SELECTED TEXT »
▼

Characteristics of the NHD patients and the control groups as described in the studies were reported as mean±SD. One study reported the standard error (SE) as opposed to standard deviation (SD) [14]. The original data were kindly provided to us by the authors and, consecutively, the SD was calculated from the SE and the number of patients (n) as SD = SE*√n. One study had two research groups receiving nocturnal HD; one group dialyzed three times per week, and the other group dialyzed six times per week [17]. The data of these two research groups were included separately in the meta-analysis. In the meta-analysis for the comparison of NHD patients and controls, we primarily included the NHD group that dialyzed six times per week. In a separate analysis, we also performed the meta-analyses employing the NHD group that dialyzed three times per week instead of the group that dialyzed six times per week. This study incorporated two control groups with day-time hemodialysis: one group receiving dialysis three times per week for 2.5 to 4.0 hours and one group having dialysis six times per week for 1.5 to 2.75 hours. In our analyses, we only used the control group of three times per week HD because this dialysis schedule was most appropriately comparable with other studies.
Kaysen et al reported the ePCR while the majority of the other studies reported the nPCR [17]. Upon our request, the authors provided the results of the nPCR [17]. Since one study did not report the results of (the change in) dry body weight in the text, these results were estimated from the figure [18].

▲

TASKS »
**A.** From the meta-analysis methods text, retype the part that opens with the words containing "Kaysen et al" and closes with "the figure [18].".
**B.** In the meta-analysis methods text, why was only the three-times-per-week control group used?
**C.** Decide whether each statement agrees with the meta-analysis methods text. Answer yes or no for each, and quote the words that decide it.
(i) The data of the two nocturnal HD groups from one study were merged into a single group in the meta-analysis.
(ii) After a request, the authors supplied the nPCR results.
(iii) For one study, the dry body weight results were estimated from a figure.

DATA UNDER STUDY »
▼

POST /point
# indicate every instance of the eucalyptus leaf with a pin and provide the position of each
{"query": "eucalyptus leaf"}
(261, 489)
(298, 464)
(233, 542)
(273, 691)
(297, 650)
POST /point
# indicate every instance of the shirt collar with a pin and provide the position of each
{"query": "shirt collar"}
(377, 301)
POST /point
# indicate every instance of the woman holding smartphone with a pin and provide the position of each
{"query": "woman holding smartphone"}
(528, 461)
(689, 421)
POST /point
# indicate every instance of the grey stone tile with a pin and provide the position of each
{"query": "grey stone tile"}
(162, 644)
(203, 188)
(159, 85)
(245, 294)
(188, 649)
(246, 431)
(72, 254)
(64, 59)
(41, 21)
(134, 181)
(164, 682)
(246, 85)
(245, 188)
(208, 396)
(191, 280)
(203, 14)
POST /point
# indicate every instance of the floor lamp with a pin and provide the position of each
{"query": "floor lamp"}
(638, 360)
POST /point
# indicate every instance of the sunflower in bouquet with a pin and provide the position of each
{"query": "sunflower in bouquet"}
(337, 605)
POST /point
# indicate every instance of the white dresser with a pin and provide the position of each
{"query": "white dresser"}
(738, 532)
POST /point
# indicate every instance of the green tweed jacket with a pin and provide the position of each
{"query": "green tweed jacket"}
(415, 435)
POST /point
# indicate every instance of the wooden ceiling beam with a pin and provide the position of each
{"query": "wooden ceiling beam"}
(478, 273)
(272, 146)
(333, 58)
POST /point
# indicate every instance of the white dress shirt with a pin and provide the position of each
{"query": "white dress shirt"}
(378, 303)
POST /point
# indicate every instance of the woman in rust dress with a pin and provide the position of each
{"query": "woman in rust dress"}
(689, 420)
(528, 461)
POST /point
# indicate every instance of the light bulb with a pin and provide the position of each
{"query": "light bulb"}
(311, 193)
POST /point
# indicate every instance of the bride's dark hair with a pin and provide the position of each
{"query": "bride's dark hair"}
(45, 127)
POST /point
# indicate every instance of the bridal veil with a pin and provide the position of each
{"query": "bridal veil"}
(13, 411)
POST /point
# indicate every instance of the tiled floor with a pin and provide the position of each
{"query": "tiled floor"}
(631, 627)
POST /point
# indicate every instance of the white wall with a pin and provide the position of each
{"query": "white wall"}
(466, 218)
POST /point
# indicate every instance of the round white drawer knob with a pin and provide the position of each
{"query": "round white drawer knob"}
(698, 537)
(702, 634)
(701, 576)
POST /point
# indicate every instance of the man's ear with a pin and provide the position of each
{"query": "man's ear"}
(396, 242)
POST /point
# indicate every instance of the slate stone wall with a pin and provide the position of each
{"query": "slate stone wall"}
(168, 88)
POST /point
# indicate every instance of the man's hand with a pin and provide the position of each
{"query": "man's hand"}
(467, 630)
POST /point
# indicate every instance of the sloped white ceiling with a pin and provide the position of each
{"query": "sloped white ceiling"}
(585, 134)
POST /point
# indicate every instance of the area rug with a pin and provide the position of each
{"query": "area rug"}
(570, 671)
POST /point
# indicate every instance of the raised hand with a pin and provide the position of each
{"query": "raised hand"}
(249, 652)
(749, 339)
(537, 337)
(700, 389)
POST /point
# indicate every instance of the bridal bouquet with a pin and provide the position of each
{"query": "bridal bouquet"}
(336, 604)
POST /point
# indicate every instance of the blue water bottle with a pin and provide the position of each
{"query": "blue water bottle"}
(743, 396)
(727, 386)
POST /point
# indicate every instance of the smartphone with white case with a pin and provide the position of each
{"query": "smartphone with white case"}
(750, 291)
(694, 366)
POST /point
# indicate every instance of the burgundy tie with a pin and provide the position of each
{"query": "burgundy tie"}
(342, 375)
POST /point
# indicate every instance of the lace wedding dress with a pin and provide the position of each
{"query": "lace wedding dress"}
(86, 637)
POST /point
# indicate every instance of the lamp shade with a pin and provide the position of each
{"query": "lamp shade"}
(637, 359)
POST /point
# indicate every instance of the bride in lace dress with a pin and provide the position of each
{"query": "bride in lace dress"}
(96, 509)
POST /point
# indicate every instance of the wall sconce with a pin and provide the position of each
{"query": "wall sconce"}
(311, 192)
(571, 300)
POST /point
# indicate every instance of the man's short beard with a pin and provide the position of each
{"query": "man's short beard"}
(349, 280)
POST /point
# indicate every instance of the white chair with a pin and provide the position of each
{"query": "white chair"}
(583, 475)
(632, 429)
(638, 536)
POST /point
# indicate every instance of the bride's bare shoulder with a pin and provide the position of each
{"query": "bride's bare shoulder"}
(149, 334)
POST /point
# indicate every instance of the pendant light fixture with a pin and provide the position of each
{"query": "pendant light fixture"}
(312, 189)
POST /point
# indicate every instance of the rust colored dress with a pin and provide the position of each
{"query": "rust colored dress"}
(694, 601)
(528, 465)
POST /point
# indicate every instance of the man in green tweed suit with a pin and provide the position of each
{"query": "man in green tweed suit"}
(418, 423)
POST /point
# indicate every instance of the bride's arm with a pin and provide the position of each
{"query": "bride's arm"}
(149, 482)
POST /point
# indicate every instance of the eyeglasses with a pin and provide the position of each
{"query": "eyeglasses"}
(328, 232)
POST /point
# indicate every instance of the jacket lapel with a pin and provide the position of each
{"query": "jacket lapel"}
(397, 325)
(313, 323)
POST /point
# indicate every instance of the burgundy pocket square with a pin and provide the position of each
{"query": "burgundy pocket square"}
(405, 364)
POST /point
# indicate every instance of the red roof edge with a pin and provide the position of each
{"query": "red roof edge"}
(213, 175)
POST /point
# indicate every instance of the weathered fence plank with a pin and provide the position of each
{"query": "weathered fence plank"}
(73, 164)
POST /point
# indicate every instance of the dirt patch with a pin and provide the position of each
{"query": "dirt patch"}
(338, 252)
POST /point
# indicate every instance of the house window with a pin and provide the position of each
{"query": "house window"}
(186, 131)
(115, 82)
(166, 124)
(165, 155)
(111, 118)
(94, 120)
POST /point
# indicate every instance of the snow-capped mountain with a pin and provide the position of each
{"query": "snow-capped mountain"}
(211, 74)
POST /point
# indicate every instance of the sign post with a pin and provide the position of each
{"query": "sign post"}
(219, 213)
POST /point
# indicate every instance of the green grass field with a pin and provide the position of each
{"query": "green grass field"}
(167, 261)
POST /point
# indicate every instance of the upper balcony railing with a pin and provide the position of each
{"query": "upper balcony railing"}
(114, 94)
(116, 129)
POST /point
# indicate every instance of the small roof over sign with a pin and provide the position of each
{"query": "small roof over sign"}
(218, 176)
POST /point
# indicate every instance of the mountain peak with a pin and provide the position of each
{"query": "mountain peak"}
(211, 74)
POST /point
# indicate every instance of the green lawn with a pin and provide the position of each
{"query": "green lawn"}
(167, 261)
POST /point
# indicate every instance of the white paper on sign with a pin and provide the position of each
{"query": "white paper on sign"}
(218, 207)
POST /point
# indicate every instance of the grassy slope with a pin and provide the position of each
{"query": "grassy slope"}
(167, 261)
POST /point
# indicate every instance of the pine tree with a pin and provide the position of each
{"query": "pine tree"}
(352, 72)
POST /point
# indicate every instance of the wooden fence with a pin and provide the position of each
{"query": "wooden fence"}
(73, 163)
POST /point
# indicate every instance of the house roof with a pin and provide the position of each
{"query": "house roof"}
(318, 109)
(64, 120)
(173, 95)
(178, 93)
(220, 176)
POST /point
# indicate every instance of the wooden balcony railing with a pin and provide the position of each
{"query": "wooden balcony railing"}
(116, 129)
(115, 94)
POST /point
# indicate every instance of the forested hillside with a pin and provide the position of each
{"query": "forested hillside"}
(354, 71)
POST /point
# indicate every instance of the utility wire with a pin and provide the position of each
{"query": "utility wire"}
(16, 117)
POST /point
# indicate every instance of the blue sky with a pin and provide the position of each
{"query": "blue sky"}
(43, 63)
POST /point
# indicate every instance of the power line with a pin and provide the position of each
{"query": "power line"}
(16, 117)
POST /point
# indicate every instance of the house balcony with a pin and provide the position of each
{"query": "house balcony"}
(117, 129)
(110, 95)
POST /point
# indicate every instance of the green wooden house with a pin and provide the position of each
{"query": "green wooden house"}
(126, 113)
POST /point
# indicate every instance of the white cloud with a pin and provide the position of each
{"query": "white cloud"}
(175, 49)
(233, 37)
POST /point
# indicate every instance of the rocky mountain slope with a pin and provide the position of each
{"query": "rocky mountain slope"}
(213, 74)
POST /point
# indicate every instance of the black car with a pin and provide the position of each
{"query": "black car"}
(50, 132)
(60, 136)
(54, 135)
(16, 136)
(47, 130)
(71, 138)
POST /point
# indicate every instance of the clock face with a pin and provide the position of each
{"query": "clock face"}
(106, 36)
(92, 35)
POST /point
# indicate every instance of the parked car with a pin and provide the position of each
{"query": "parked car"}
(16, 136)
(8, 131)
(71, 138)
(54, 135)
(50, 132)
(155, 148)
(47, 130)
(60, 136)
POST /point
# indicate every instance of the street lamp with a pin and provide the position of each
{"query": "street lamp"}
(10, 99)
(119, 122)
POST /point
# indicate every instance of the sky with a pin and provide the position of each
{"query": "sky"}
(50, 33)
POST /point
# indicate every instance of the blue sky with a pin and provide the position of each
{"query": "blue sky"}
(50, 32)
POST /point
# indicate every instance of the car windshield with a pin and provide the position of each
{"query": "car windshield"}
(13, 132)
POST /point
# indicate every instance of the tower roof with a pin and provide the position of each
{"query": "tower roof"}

▲

ANSWERS TO THE EXERCISE »
**A.**
Kaysen et al reported the ePCR while the majority of the other studies reported the nPCR [17]. Upon our request, the authors provided the results of the nPCR [17]. Since one study did not report the results of (the change in) dry body weight in the text, these results were estimated from the figure [18].

**B.** That dialysis schedule was the most comparable with the other studies.

**C.**
(i) No: "The data of these two research groups were included separately in the meta-analysis."
(ii) Yes: "Upon our request, the authors provided the results of the nPCR"
(iii) Yes: "these results were estimated from the figure"